ENTRIES SHOWN
+---+

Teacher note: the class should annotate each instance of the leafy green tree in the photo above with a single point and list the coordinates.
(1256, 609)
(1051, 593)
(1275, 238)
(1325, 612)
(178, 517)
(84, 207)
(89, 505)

+---+

GOAL
Copy the rows above word for word, reproducing every line in the same order.

COMPLETE OUTPUT
Teacher note: the class should annotate each instance of the leafy green tree in the photo above with a single point and list the coordinates.
(1256, 609)
(1051, 593)
(1275, 238)
(1325, 612)
(178, 517)
(84, 207)
(89, 505)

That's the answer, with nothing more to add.